**Exercise aim:** If pictures appear in the lines below, skip them and copy exactly the lines from the one containing "detect:green dumpster" through the one containing "detect:man in red cap", and nothing else.

[Record extracts — start]

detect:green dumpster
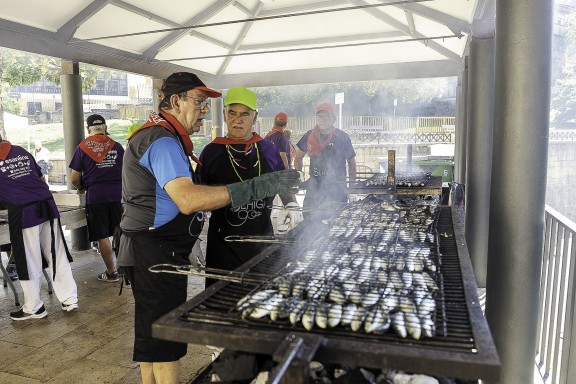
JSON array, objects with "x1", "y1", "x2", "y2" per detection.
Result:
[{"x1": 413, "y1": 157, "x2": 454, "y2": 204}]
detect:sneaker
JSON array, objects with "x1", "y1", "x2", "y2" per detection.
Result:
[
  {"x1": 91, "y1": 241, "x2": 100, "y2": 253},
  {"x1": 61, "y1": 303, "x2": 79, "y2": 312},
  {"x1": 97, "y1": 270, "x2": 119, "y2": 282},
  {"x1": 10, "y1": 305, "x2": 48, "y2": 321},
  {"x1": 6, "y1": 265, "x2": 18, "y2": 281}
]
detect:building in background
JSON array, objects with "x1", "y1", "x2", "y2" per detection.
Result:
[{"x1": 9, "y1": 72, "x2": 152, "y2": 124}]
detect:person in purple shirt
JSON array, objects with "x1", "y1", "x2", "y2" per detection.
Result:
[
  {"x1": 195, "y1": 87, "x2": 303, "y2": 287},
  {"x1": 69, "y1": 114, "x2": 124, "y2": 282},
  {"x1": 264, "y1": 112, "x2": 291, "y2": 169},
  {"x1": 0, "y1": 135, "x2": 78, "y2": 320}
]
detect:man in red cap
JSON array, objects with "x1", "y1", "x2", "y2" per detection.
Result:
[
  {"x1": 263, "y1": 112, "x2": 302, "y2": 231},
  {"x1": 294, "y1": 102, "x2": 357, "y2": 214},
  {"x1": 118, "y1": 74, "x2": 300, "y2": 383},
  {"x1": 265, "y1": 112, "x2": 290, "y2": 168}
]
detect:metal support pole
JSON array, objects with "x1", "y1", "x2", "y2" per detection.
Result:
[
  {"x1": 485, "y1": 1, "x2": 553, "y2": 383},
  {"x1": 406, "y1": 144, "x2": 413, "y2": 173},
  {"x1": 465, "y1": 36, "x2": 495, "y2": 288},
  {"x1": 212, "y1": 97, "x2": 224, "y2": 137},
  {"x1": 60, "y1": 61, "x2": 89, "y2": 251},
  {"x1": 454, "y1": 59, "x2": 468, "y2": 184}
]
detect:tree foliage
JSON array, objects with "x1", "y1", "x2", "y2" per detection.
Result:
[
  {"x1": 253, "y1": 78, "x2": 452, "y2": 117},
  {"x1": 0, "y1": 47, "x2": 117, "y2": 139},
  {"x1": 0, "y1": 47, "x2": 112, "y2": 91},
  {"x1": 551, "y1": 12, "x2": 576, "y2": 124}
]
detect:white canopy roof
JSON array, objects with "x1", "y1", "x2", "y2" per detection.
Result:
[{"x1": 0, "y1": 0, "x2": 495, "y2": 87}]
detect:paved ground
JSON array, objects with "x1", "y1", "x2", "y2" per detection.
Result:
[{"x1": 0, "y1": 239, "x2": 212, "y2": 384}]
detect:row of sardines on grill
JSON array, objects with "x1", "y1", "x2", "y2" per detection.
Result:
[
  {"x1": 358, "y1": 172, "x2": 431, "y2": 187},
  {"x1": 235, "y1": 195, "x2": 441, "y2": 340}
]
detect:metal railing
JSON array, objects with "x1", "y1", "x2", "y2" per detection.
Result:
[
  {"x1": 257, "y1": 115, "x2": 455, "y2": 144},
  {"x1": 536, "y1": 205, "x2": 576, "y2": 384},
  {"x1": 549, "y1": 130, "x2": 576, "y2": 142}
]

[Record extracts — finish]
[Record extracts — start]

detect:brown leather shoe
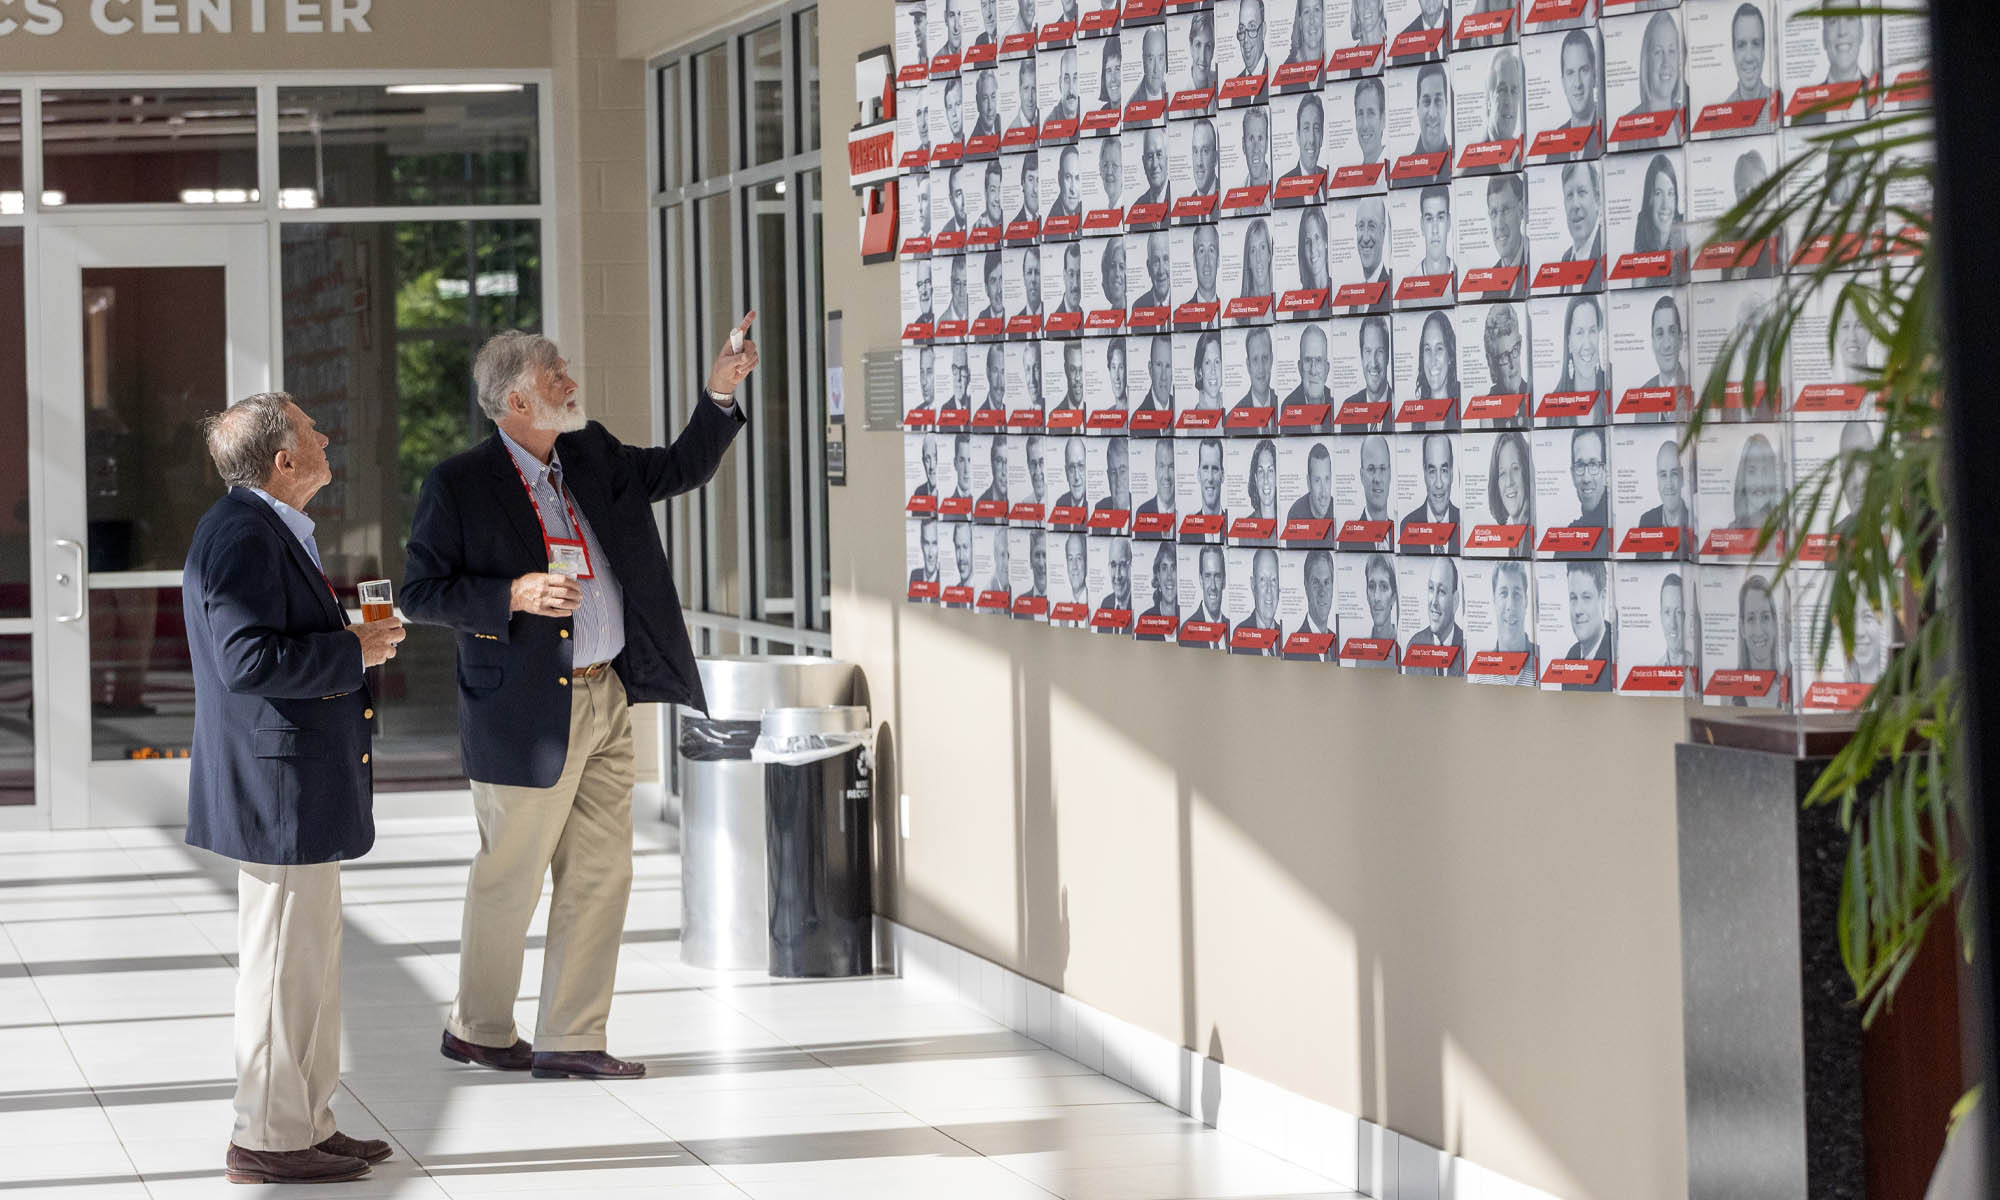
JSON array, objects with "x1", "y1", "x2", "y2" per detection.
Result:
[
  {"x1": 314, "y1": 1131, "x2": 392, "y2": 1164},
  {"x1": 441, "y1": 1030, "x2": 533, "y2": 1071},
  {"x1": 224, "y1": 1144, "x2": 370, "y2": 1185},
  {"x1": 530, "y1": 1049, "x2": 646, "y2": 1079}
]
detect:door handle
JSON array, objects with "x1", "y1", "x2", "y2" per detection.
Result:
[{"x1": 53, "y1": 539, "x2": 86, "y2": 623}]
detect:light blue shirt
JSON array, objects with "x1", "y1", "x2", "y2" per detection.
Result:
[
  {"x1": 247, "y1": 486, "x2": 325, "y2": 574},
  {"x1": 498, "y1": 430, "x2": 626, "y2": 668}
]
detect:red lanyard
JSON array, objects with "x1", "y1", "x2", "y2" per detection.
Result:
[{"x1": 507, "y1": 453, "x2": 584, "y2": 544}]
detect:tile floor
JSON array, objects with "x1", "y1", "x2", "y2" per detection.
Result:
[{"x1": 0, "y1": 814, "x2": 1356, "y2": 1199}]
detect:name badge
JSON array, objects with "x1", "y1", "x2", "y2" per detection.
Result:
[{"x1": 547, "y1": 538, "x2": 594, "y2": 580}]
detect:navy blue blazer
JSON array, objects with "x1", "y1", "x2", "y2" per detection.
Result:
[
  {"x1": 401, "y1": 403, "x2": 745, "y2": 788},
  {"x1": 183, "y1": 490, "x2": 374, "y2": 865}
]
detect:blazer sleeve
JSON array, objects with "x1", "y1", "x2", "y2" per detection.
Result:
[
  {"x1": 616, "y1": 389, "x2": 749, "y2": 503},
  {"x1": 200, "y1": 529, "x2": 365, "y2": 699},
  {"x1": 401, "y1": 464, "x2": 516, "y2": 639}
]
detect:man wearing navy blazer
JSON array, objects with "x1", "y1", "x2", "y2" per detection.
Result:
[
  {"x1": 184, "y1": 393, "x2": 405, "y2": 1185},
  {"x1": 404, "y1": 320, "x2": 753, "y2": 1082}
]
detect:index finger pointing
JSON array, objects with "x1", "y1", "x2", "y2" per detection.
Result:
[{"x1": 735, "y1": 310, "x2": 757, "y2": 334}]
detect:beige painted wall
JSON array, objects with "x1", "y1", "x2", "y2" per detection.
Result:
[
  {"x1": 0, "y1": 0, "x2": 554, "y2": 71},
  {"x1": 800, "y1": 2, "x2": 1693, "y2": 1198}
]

[Record extracts — finish]
[Record extracts — start]

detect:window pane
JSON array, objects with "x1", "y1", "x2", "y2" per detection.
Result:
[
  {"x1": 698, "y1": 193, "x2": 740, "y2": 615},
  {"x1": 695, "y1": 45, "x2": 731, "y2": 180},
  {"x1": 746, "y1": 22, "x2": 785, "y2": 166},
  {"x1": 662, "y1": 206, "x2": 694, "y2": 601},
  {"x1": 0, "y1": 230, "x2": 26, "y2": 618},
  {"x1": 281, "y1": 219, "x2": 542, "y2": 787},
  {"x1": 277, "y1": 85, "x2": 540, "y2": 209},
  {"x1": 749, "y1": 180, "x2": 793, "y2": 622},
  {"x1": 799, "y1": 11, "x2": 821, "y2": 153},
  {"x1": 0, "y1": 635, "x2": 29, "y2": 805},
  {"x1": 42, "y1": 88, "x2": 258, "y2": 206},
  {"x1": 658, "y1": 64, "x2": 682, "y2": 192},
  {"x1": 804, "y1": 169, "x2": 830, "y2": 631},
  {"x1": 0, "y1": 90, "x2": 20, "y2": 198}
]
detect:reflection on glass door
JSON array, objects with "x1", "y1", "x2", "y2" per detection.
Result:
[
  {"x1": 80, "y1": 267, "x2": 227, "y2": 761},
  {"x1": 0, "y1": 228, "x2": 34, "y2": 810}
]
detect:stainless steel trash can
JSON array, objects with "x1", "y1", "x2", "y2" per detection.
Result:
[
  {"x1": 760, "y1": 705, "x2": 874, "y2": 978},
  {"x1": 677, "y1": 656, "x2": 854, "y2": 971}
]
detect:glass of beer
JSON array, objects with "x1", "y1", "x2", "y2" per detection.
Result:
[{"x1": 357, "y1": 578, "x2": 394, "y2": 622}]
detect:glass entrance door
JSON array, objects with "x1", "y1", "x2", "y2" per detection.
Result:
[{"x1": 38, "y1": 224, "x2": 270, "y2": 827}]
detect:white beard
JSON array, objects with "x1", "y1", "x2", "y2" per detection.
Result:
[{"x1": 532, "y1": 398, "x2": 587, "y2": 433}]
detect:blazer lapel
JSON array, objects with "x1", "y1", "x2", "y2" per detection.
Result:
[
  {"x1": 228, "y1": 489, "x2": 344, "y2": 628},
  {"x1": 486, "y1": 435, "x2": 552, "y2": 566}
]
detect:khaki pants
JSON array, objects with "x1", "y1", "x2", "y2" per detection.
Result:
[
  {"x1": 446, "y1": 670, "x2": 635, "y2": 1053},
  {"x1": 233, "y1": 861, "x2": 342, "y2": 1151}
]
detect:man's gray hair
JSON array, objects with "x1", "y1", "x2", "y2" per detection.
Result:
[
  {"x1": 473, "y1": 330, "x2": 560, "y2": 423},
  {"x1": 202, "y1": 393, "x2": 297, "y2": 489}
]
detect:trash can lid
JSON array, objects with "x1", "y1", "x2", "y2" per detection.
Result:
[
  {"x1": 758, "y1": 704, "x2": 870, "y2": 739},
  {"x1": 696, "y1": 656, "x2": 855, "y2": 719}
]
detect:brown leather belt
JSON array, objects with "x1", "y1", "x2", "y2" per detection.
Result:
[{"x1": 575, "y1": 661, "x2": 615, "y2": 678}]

[Record extracts — finish]

**Answer section:**
detect:green dumpster
JSON array, objects with "x1", "y1", "x2", "y2" per detection.
Result:
[{"x1": 413, "y1": 157, "x2": 454, "y2": 204}]
detect:sneaker
JSON array, objects with "x1", "y1", "x2", "y2" per detection.
Result:
[
  {"x1": 91, "y1": 241, "x2": 100, "y2": 253},
  {"x1": 61, "y1": 303, "x2": 79, "y2": 312},
  {"x1": 97, "y1": 270, "x2": 119, "y2": 282},
  {"x1": 10, "y1": 305, "x2": 48, "y2": 321},
  {"x1": 6, "y1": 265, "x2": 18, "y2": 281}
]
detect:building in background
JSON array, objects with "x1", "y1", "x2", "y2" per detection.
Result:
[{"x1": 9, "y1": 72, "x2": 152, "y2": 124}]
detect:person in purple shirt
JSON array, objects with "x1", "y1", "x2", "y2" per detection.
Result:
[
  {"x1": 195, "y1": 87, "x2": 303, "y2": 287},
  {"x1": 69, "y1": 114, "x2": 124, "y2": 282},
  {"x1": 264, "y1": 112, "x2": 291, "y2": 169},
  {"x1": 0, "y1": 135, "x2": 78, "y2": 320}
]
detect:man in red cap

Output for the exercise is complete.